Stored records:
........

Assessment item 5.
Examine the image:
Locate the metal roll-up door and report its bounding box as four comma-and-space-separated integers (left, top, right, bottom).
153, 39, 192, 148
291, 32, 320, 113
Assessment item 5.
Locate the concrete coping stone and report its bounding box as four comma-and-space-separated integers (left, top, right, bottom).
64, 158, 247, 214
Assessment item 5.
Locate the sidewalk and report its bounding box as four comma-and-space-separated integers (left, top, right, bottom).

........

Keep only the lines from the one containing "Locate the metal" to the end of the entries, and repeat them exactly.

Locate the metal roll-up door and report its bounding box as four comma-and-space-separated integers (left, top, right, bottom).
153, 39, 192, 148
291, 32, 320, 113
Assessment item 5.
Locate the concrete coping stone and report its bounding box as four comma-and-space-separated integers (left, top, right, bottom).
64, 158, 247, 214
Assessment item 5.
Locate the sidewalk and report its bounding box as four comma-and-space-separated integers (left, top, right, bottom).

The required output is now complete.